### Task to carry out
Repeat the records exactly, with one exception: no images.

(Stored items)
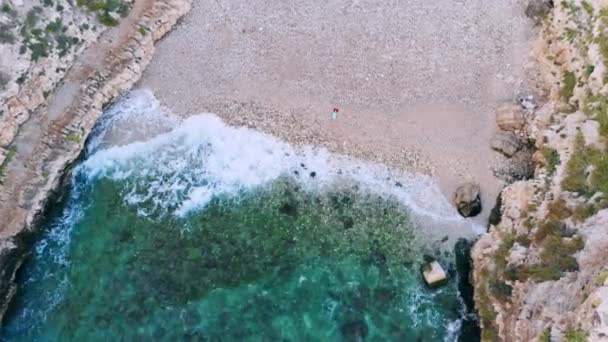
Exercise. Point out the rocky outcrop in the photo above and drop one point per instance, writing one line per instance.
(468, 200)
(506, 142)
(30, 179)
(433, 274)
(33, 70)
(510, 117)
(540, 273)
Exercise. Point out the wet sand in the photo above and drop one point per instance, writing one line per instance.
(416, 82)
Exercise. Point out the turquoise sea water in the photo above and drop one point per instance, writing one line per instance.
(196, 231)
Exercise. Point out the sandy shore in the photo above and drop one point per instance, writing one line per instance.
(416, 82)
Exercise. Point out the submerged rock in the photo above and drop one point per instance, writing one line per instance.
(510, 117)
(354, 331)
(467, 199)
(505, 142)
(434, 275)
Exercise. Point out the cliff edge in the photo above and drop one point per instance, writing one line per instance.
(540, 274)
(48, 116)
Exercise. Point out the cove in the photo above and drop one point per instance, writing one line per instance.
(193, 230)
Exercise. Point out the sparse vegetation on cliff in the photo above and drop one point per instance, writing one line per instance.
(575, 335)
(108, 11)
(561, 236)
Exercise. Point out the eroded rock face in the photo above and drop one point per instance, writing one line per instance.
(529, 285)
(510, 117)
(505, 142)
(25, 192)
(468, 200)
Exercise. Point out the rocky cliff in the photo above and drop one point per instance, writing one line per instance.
(34, 154)
(541, 272)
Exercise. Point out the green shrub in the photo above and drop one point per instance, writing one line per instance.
(4, 79)
(499, 289)
(552, 158)
(583, 211)
(105, 9)
(545, 336)
(556, 258)
(568, 84)
(502, 253)
(487, 315)
(575, 335)
(558, 210)
(106, 19)
(72, 137)
(547, 228)
(576, 178)
(6, 35)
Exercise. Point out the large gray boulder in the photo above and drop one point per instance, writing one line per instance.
(434, 275)
(506, 143)
(468, 200)
(510, 117)
(537, 10)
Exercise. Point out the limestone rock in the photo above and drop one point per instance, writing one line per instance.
(468, 200)
(505, 142)
(510, 117)
(433, 274)
(537, 10)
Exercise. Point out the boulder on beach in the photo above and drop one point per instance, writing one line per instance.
(537, 10)
(468, 200)
(433, 274)
(506, 143)
(510, 117)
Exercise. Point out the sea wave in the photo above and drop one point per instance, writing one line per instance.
(190, 161)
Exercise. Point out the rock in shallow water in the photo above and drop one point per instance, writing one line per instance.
(433, 274)
(468, 200)
(505, 142)
(354, 331)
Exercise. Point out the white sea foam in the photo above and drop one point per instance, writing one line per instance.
(181, 170)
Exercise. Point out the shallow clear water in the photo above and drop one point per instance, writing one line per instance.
(200, 231)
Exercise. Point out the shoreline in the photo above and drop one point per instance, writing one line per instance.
(284, 76)
(48, 143)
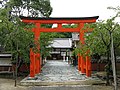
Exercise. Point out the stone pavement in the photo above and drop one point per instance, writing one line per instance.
(59, 73)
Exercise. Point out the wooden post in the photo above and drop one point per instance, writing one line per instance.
(88, 66)
(37, 59)
(79, 62)
(32, 63)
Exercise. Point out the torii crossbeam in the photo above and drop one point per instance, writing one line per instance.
(35, 62)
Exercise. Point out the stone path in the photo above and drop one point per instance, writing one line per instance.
(59, 73)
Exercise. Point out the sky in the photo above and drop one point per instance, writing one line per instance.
(83, 8)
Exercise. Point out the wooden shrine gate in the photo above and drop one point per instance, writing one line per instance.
(35, 63)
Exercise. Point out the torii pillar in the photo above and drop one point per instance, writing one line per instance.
(35, 62)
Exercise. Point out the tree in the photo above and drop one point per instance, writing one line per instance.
(100, 41)
(13, 36)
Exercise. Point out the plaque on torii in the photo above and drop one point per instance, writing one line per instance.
(35, 63)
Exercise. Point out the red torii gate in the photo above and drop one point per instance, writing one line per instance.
(35, 63)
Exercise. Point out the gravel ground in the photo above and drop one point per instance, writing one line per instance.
(55, 71)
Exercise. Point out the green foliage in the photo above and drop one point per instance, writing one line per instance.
(34, 8)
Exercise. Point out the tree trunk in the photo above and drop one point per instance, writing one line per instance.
(108, 66)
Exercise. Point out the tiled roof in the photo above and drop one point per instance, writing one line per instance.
(61, 43)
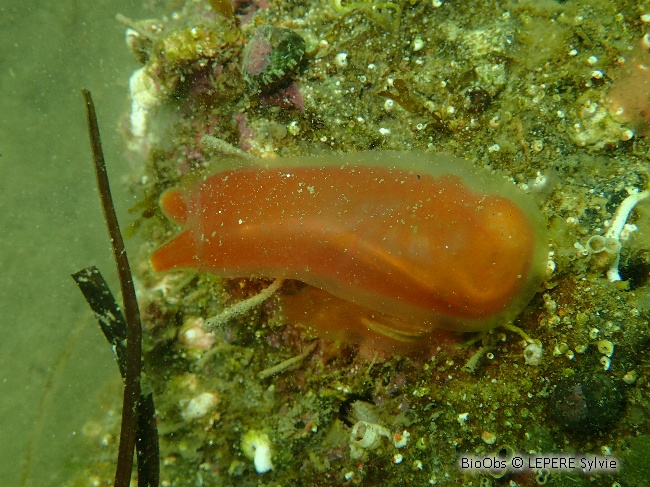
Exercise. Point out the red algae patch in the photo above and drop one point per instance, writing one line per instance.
(629, 98)
(400, 243)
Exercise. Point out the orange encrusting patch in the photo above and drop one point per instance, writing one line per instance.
(423, 248)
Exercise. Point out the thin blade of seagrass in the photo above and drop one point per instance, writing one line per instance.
(111, 320)
(134, 327)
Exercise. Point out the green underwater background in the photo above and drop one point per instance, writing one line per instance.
(552, 94)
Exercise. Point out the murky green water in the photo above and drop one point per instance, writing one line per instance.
(53, 360)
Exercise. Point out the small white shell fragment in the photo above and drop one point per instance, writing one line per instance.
(606, 362)
(341, 60)
(533, 354)
(200, 405)
(368, 435)
(606, 348)
(257, 447)
(418, 43)
(145, 96)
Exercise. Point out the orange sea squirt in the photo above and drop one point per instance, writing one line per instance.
(395, 243)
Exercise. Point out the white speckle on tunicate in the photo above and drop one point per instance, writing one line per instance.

### Solution to this task
Exercise. Point out the rocky outcrop in the photo above and drop one point per instance, writing one line per instance.
(468, 200)
(506, 142)
(30, 179)
(433, 274)
(33, 70)
(510, 117)
(540, 273)
Exercise. Point out the wet sand in the photo above and drop one point per instance, writing one line per instance.
(416, 82)
Exercise. Point out the turquoise sea water in the photo above and drop one point per instance, writing one line per instance.
(196, 231)
Exercise. Point out the sandy shore in the photo above and drop one point per instance, writing one line per instance.
(416, 82)
Exercise. Point out the submerged rock in the photo above and drop one point per instance, writing one line per instance.
(510, 117)
(354, 331)
(467, 199)
(505, 142)
(434, 275)
Exercise. Point out the cliff edge in the photo above and drop one point per instance, writing one line per instance.
(540, 274)
(48, 116)
Exercise. Point out the cove in the photo above and drop one point per instance, writing one line per instance.
(193, 230)
Exercise. Point out the sparse vegetation on cliff in the photo above and drop one point per instance, writing one line per instance.
(575, 335)
(108, 11)
(561, 236)
Exercise. Point out the eroded rock face in the photo above and drop one point per instance, writing one line per instance.
(529, 285)
(510, 117)
(505, 142)
(25, 192)
(468, 200)
Exercise. Point out the rocky cliff in the photo above and drop one point per instance, writing one line per instance.
(34, 154)
(541, 272)
Exercise. Point out the green shrub in the photo above and drop one point per instance, writing one line per instance.
(4, 79)
(499, 289)
(552, 158)
(583, 211)
(105, 9)
(545, 336)
(556, 258)
(568, 84)
(502, 253)
(487, 315)
(575, 335)
(558, 210)
(106, 19)
(72, 137)
(547, 228)
(576, 178)
(6, 35)
Exercise. Point out the large gray boulder in the photo above and drop one point per instance, writing one line per instance.
(434, 275)
(506, 143)
(468, 200)
(510, 117)
(537, 10)
Exercise. Point out the limestone rock in the photo above and drop one point per instance, writing one line per instance.
(468, 200)
(505, 142)
(510, 117)
(433, 274)
(537, 10)
Exercise. Point out the boulder on beach in the photo above and drop one point per instance, writing one line per instance.
(537, 10)
(468, 200)
(433, 274)
(506, 143)
(510, 117)
Exercise. Point out the sea wave in the photo above and drop one point per instance, writing one line per instance.
(190, 161)
Exercise. Point out the rock in shallow water in the photo above and drop one point per instance, writing one line per instance.
(433, 274)
(468, 200)
(505, 142)
(354, 331)
Exercise. Point out the white sea foam in the photo above and drop one point per instance, writing one line per instance.
(181, 170)
Exercise. Point out the shallow clear water in the photo above and drop one point per instance, writing one line per instance.
(200, 231)
Exercise. Point out the shoreline in the photo above and drop one point per instance, writing one line per instance.
(284, 76)
(48, 143)
Exercise. Point out the stone pavement in the photo above and drop one point per instance, writing one line per instance.
(59, 73)
Exercise. Point out the wooden post in the photo above and drop one point per instance, writing one line per instance.
(88, 66)
(37, 59)
(79, 62)
(32, 63)
Exercise. Point out the torii crossbeam in the photo above and drop one point per instance, writing one line per instance.
(35, 62)
Exercise. Point out the stone path in the photo above and drop one point per instance, writing one line per instance.
(59, 73)
Exercise. Point out the sky in the photo above and drop one point per instance, writing one line per instance.
(83, 8)
Exercise. Point out the wooden shrine gate in the photo above and drop one point per instance, writing one line per instance.
(35, 63)
Exercise. Point out the torii pillar in the photo above and drop one point per instance, writing one line per instance.
(35, 62)
Exercise. Point out the tree in the photo above and drop one point per instance, writing one line per instance.
(100, 41)
(13, 36)
Exercise. Point out the plaque on torii in the photo above and drop one point per instance, writing one line per instance.
(35, 63)
Exercise. Point out the red torii gate in the photo above and drop one point per instance, writing one line per instance.
(35, 63)
Exercise. Point out the gravel ground in the photo above and drop one point per instance, writing one line per instance.
(55, 71)
Exercise. Point out the green foliage in the photo above and drop one point per instance, writing one line per instance.
(34, 8)
Exercise. Point out the tree trunk in the photo above and drop one point per instance, writing one line per instance.
(108, 66)
Exercise. Point out the tiled roof in the photo above and drop one point per instance, writing one line per instance.
(61, 43)
Exercise. Point out the red algae patch in the photo above and drop one point per instance, writing one line per instance.
(629, 98)
(400, 243)
Exercise. Point out the orange encrusting patch in the photo above and drop one point per instance, writing one line per instance.
(423, 248)
Exercise. Point out the thin blade of seagrass in the photo above and drop one point per instance, writing one line per instance.
(111, 320)
(134, 327)
Exercise. Point out the green underwater background in the photo above and drop one point per instance, writing one line per instance.
(552, 94)
Exercise. Point out the murky green water in the photo above and drop one point per instance, writing one line per instance.
(53, 360)
Exercise. Point out the small white shell fragment in the photo above and drop one point per instance, writing one line per instance.
(606, 362)
(341, 60)
(533, 354)
(200, 405)
(368, 435)
(606, 348)
(257, 447)
(418, 43)
(145, 96)
Exercise. Point out the orange sea squirt in the photo above and drop one point per instance, writing one line per instance.
(395, 243)
Exercise. Point out the white speckle on tunicate in the photo above and drop one point per instance, writing one line per instance.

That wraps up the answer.